=== GIVEN DATA ===

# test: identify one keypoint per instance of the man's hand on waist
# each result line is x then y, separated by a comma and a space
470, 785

===
=== GIVEN DATA ===

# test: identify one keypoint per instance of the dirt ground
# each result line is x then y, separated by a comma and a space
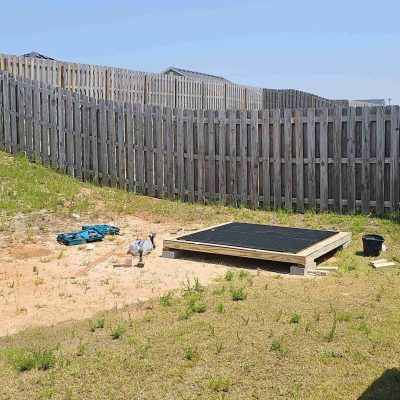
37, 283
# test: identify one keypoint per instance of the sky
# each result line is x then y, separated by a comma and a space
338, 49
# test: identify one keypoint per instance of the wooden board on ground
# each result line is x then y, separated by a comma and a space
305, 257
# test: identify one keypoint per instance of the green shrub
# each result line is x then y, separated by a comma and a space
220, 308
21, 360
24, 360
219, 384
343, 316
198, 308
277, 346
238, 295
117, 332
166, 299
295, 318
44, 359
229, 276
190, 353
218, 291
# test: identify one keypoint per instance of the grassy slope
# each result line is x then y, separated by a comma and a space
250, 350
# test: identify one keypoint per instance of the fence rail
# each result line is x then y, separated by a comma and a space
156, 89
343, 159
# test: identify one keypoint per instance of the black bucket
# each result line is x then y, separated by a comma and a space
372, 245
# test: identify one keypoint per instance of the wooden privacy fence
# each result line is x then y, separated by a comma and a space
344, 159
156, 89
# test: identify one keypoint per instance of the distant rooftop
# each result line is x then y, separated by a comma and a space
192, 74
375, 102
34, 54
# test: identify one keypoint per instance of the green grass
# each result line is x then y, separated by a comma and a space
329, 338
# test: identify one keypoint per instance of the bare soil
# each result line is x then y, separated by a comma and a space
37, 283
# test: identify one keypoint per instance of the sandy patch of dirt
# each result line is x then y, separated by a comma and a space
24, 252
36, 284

===

— WHAT YOU SHOULD DO —
Go line by line through the data, copying each one that contains the word "fence".

— ANSWER FOR THIS EXERCISE —
# test: identify one keypoint per instance of the fence rail
# test: identify one keypoint per instance of the wooden privacy fence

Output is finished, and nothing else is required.